+++ PROVIDED MATERIAL

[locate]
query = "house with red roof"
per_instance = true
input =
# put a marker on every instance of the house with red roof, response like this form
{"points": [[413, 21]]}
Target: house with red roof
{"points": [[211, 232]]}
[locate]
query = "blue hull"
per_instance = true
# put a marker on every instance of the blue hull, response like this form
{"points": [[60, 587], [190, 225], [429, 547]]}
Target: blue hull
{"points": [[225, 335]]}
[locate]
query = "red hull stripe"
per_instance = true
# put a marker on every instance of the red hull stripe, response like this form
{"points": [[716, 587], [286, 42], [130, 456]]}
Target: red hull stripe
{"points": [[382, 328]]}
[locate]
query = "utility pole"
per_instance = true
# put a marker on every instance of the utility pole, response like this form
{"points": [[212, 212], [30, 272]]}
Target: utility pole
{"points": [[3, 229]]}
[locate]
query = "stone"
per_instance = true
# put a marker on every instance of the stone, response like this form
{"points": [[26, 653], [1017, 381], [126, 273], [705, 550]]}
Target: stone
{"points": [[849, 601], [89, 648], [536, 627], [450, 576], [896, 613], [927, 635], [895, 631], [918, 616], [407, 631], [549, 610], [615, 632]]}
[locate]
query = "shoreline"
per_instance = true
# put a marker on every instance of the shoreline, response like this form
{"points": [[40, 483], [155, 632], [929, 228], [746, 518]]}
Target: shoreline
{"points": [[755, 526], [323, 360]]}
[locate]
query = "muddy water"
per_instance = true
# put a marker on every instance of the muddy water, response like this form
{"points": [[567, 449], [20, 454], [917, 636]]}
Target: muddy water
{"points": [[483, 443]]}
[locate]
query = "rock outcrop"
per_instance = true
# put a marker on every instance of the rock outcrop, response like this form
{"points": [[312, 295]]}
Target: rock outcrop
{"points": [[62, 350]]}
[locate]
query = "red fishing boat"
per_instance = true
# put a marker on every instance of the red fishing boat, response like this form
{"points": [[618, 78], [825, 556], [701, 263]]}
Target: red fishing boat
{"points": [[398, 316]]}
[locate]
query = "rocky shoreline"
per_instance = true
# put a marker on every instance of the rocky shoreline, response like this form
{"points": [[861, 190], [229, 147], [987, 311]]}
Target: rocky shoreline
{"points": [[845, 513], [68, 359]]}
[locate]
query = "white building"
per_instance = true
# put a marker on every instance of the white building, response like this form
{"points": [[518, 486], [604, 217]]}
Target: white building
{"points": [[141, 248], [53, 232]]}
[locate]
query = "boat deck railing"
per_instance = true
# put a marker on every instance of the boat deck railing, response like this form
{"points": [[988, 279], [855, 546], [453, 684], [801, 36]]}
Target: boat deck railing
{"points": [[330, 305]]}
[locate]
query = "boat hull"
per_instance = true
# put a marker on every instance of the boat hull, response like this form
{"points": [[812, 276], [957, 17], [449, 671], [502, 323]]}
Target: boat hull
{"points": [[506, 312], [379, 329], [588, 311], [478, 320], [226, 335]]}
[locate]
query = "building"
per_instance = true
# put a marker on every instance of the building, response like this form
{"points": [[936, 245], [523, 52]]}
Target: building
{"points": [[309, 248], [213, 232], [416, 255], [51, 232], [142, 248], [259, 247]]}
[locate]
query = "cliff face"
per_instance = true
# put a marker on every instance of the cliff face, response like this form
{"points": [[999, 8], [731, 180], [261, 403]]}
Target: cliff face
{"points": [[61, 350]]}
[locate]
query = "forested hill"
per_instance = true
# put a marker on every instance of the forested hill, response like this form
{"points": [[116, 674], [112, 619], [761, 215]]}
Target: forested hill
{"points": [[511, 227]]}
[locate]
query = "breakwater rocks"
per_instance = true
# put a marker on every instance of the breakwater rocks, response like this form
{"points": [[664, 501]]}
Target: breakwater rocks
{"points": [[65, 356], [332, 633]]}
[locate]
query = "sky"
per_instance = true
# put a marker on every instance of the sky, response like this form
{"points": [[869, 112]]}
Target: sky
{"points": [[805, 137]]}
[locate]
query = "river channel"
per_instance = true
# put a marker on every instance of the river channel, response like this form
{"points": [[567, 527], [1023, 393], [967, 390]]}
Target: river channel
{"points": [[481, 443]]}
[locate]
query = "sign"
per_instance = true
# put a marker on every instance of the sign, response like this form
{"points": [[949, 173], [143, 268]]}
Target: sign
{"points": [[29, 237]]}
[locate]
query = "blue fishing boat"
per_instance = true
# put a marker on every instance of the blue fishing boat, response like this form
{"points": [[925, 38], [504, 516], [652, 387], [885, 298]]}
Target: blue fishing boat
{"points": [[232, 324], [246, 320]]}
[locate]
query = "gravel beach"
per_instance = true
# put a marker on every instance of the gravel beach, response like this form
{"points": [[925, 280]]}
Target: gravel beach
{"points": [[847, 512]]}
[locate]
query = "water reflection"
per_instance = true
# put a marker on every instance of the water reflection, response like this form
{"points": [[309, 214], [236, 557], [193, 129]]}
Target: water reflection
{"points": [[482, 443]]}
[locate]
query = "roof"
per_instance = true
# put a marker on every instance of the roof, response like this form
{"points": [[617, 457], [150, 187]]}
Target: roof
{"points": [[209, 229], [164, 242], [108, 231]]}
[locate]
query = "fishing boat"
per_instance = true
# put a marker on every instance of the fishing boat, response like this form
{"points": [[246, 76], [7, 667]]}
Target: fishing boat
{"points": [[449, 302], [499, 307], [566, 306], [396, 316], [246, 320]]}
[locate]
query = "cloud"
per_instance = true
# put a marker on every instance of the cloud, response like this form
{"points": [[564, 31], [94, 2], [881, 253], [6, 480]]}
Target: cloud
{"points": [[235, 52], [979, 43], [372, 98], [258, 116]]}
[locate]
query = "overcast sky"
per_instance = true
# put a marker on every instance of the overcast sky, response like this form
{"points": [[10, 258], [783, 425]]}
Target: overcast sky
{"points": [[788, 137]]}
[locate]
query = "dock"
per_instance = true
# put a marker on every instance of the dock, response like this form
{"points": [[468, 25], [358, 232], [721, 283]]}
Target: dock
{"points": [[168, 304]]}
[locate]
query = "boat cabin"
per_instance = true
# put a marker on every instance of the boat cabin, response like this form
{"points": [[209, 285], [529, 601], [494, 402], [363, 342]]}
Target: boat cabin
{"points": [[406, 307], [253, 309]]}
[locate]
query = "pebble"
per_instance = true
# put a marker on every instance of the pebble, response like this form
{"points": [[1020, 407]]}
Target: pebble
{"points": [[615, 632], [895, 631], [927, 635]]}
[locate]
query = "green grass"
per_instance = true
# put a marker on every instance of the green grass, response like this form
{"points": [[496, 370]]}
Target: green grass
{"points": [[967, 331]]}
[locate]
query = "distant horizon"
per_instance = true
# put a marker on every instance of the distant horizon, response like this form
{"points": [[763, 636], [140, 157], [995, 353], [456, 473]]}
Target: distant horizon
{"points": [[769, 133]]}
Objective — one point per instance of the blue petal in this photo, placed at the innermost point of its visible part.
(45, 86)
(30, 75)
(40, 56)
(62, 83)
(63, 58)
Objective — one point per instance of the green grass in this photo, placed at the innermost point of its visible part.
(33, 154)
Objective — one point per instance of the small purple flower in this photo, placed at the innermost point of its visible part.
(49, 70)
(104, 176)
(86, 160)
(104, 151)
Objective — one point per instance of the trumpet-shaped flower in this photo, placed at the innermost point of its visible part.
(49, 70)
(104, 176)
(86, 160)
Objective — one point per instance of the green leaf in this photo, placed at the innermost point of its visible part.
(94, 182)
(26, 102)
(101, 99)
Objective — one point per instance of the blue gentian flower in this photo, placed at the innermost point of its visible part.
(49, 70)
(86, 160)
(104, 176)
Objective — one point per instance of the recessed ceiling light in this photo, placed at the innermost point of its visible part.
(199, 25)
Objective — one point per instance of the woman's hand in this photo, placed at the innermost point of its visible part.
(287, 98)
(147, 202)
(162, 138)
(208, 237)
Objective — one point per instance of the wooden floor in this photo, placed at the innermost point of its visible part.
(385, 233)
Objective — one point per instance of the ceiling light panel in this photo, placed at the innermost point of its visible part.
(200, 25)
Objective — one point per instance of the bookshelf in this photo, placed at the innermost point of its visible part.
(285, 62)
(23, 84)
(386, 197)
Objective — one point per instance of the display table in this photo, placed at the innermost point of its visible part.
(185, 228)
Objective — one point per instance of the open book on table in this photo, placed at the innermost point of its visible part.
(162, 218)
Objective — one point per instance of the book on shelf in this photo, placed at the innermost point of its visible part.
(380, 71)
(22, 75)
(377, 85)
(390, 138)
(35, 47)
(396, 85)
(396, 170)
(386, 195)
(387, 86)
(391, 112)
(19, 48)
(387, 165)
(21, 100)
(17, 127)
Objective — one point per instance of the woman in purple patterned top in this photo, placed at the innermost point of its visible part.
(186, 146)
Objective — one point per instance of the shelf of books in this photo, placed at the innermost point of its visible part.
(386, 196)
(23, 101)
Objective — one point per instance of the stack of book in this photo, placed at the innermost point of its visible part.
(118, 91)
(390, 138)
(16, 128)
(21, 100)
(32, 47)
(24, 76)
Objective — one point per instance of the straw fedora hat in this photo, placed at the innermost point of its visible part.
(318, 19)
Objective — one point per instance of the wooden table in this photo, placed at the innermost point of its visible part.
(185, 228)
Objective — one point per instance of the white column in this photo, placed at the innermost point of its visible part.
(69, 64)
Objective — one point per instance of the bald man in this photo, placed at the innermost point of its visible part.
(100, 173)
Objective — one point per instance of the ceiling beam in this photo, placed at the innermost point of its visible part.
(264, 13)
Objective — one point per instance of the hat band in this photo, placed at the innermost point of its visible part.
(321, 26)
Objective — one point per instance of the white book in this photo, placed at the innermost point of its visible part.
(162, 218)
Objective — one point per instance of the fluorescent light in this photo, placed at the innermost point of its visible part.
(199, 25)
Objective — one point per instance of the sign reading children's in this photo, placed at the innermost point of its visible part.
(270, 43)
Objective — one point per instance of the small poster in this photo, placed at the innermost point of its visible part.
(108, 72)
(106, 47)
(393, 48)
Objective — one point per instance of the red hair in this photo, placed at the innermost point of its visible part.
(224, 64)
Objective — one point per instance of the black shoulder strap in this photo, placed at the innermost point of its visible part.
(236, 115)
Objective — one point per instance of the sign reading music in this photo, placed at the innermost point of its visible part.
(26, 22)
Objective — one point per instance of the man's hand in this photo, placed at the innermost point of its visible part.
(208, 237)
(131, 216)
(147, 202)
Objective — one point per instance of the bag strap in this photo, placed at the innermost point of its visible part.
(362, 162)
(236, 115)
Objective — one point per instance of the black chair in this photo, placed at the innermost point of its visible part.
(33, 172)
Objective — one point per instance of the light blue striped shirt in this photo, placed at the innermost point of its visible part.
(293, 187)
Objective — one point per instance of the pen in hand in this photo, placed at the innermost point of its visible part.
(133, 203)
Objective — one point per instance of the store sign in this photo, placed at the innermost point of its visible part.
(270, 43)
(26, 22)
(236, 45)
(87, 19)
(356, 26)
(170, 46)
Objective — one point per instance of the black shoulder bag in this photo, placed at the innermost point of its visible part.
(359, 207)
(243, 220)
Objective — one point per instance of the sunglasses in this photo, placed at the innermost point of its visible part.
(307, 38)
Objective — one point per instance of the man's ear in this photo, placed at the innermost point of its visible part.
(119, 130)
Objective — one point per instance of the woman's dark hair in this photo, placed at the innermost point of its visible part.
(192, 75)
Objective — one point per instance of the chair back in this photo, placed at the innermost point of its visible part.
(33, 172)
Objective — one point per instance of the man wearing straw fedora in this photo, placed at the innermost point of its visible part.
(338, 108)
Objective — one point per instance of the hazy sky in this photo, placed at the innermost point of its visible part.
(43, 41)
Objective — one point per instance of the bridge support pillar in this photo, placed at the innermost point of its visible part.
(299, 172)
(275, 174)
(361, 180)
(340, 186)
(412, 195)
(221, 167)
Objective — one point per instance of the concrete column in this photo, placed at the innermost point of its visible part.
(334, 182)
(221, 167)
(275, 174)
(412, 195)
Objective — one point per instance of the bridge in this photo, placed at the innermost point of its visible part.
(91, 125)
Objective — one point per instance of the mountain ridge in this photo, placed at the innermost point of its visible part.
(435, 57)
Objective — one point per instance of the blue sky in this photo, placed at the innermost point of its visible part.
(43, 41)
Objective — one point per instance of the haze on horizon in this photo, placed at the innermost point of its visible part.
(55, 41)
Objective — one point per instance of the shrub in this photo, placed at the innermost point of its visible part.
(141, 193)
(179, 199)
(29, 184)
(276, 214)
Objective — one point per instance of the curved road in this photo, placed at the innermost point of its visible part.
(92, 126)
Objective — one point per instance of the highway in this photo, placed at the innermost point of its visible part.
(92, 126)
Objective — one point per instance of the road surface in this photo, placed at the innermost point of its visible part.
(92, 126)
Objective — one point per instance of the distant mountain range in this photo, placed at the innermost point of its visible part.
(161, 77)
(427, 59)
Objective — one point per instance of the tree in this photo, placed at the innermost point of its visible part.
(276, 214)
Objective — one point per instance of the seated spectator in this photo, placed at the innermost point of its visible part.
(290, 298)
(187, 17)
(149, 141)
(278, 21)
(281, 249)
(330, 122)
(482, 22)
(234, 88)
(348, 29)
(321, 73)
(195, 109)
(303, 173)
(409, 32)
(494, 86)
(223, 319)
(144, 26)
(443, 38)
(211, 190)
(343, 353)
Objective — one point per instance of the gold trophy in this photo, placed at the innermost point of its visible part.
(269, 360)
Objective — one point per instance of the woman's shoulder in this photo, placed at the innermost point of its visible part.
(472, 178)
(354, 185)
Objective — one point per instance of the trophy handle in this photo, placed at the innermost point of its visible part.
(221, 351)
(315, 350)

++++++

- [ABOUT THIS EXERCISE]:
Reproduce exactly the lines from the beginning of the entries above up to and including the line that contains "# put a marker on every instance of the shoreline, response".

- [WRITTEN RESPONSE]:
[locate]
query = "house with red roof"
per_instance = true
input =
# put a marker on every instance of the house with red roof, response like this form
{"points": [[413, 21]]}
Target: house with red roof
{"points": [[211, 232]]}
[locate]
query = "blue hull"
per_instance = true
# put a marker on every instance of the blue hull, response like this form
{"points": [[60, 587], [190, 225], [429, 547]]}
Target: blue hull
{"points": [[225, 335]]}
[locate]
query = "red hull stripe"
per_instance = true
# put a marker on every instance of the red hull stripe, response like this form
{"points": [[716, 587], [286, 42], [130, 456]]}
Target: red hull stripe
{"points": [[382, 328]]}
[locate]
query = "utility pole"
per_instance = true
# put a marker on every instance of the utility pole, response like this form
{"points": [[212, 212], [30, 272]]}
Target: utility pole
{"points": [[3, 229]]}
[locate]
query = "stone"
per_instance = true
# put a marker on every instance of the stone, response like this form
{"points": [[26, 653], [1017, 381], [126, 273], [705, 550]]}
Target: stone
{"points": [[849, 601], [89, 648], [536, 627], [450, 576], [896, 613], [927, 635], [895, 631], [918, 616], [407, 631], [549, 610], [615, 632]]}
[locate]
query = "shoreline"
per_instance = true
# put a marker on every instance of the shoreline, response like this form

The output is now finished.